Hemorrhage is a 2012 Canadian horror thriller film directed by Braden Croft, starring Alex D. Mackie, Brittney Gabrill, Ryland Alexander, Diane Wallace, Samara von Rad and Zachary Parsons-Lozinski.

Cast
 Alex D. Mackie as Oliver Lorenz
 Brittney Gabrill as Claire
 Ryland Alexander as Ronnie
 Diane Wallace as Dr. Peck
 Samara von Rad as Janet Lorenz
 Zachary Parsons-Lozinski as Todd
 Braden Croft as Ray
 Grace Glowicki as Pharmacist

Release
The film was released on VOD on 1 June 2013.

Reception
John Anderson of Variety wrote a positive review of the film, writing that "Croft, working with limited resources, shows what a filmmaker can accomplish through visual virtuosity." Mark L. Miller of Ain't It Cool News wrote a positive review of the film, calling it "an effective thriller with strong performances from a fresh pair of lead actors and some truly impressive restraint on the part of the director." Ian Sedensky of Culture Crypt gave the film a score of 70 out of 100, writing that the film "proves that a micro-budget and a crew consisting of generous friends does not automatically exclude professional quality and a competitive edge".
+===+
### INSTRUCTIONS TO FOLLOW
In the text about the film Hemorrhage, which actor plays Dr. Peck?

### STUDY MATERIAL
+===+
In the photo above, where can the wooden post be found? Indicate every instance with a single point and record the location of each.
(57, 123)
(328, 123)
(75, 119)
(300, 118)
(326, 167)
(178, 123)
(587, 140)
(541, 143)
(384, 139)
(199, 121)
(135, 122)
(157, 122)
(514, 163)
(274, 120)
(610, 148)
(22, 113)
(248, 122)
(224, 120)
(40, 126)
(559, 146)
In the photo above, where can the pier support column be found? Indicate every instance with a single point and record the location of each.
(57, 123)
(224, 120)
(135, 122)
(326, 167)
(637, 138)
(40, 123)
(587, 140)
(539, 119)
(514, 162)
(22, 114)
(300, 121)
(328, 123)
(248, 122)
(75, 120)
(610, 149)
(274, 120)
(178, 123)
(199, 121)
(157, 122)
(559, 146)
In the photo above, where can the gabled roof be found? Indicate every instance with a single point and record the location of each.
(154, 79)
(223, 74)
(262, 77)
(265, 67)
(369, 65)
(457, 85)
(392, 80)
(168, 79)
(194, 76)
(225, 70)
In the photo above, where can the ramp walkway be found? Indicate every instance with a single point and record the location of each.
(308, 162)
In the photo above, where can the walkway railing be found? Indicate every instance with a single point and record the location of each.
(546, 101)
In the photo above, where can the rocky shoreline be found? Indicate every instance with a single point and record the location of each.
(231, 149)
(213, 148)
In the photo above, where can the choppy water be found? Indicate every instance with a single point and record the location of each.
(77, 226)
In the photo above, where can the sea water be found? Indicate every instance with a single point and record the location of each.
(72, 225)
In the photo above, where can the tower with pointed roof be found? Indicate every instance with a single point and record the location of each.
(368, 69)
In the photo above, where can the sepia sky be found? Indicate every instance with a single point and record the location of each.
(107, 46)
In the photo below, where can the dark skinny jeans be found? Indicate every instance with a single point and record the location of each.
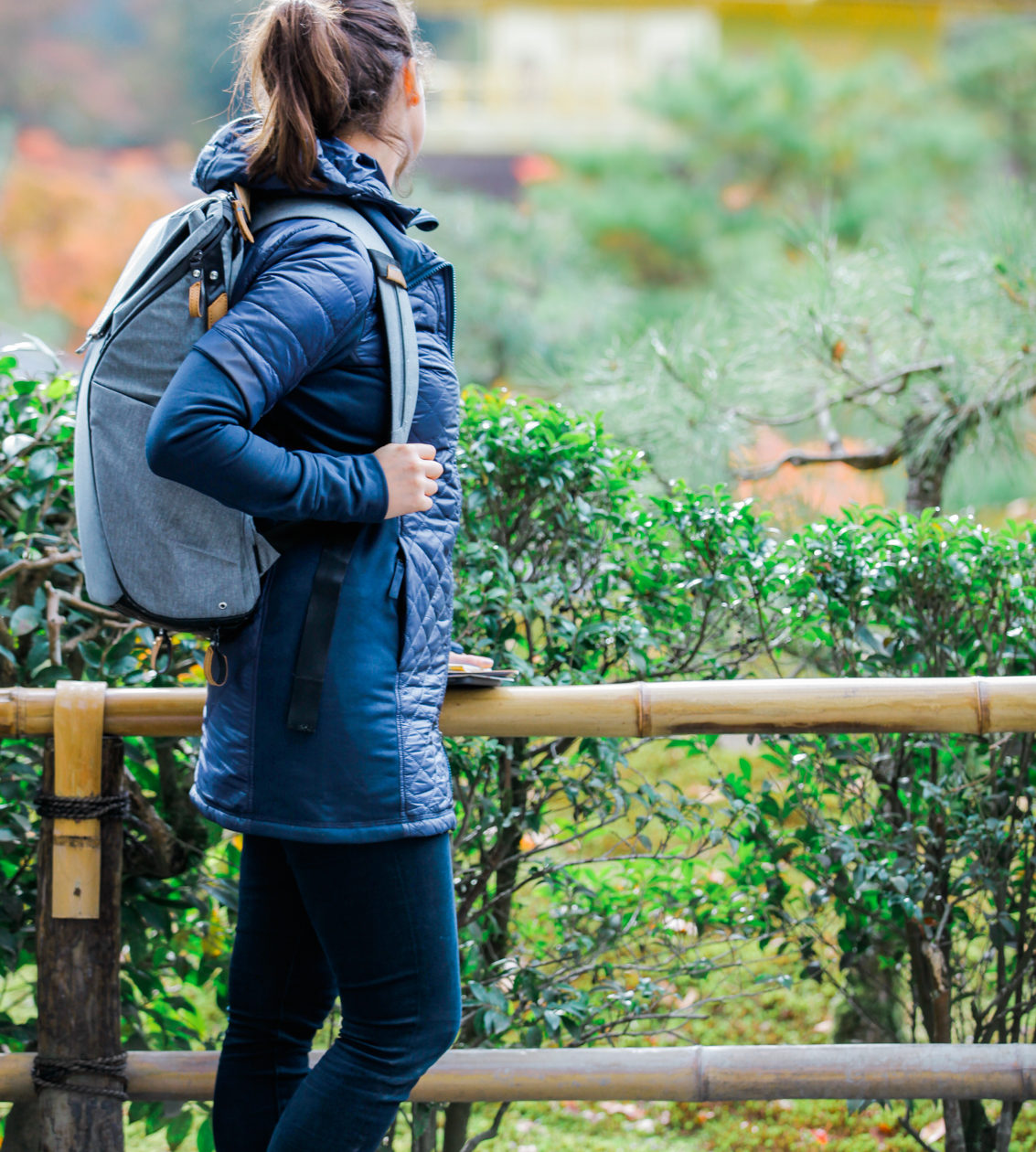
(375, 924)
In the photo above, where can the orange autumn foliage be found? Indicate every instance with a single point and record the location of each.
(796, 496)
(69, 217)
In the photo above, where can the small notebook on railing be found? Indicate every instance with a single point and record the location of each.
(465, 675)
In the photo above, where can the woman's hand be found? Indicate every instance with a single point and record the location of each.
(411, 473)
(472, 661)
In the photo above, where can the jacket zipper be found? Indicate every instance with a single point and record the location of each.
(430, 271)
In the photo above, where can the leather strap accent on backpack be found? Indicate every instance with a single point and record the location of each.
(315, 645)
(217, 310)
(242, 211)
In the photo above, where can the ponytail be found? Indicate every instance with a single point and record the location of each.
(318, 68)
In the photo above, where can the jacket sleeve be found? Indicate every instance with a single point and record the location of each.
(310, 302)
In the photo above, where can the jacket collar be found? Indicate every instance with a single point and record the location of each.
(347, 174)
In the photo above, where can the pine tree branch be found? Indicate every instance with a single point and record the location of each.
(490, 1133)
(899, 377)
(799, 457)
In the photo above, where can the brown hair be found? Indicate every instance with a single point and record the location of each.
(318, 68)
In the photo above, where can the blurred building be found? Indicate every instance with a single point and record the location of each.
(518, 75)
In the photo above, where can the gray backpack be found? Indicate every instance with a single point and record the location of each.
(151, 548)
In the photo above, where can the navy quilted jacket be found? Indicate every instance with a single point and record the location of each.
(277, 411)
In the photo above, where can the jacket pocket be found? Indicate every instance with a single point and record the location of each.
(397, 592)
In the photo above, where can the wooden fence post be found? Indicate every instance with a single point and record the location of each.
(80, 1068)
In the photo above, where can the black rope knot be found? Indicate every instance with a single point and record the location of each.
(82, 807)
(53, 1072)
+===+
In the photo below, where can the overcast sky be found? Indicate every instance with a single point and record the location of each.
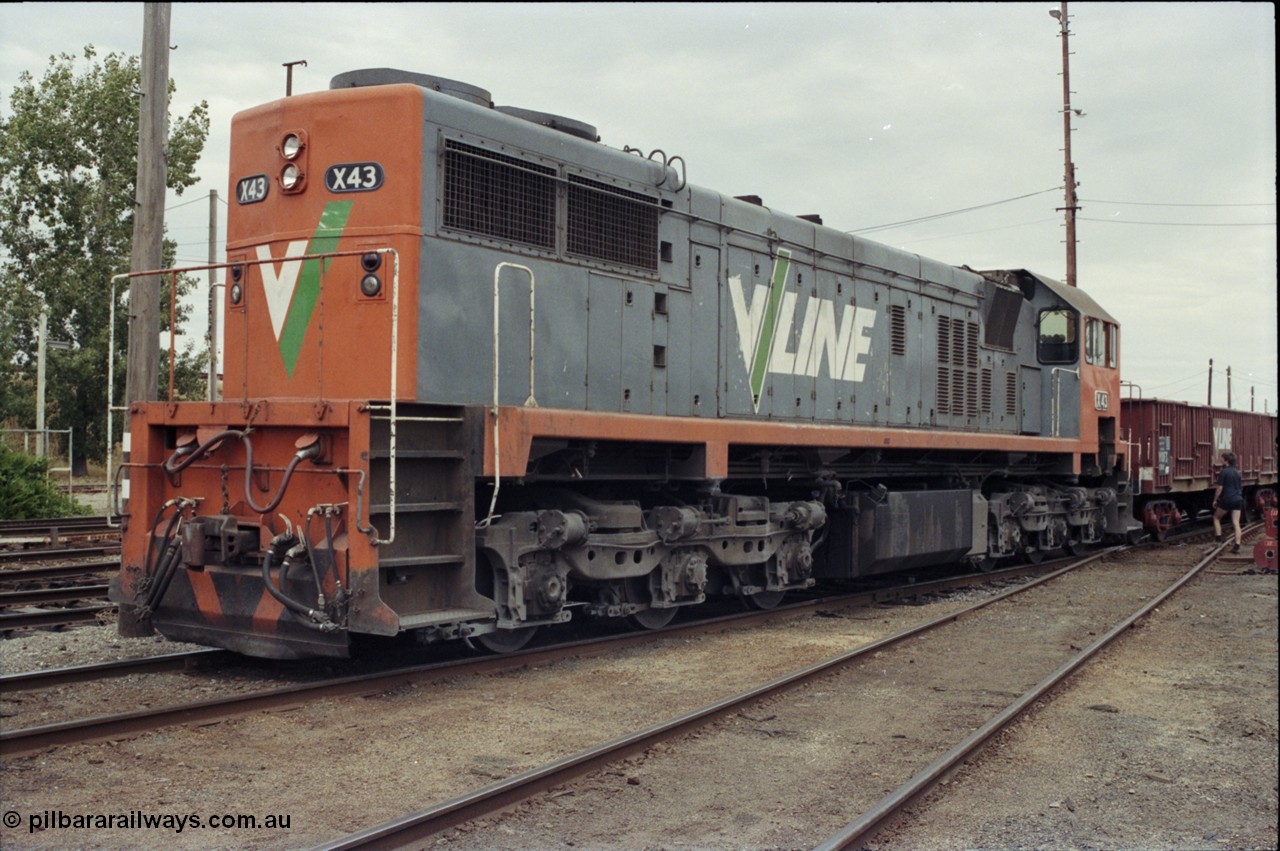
+===+
### EXERCISE RESULT
Diane Wallace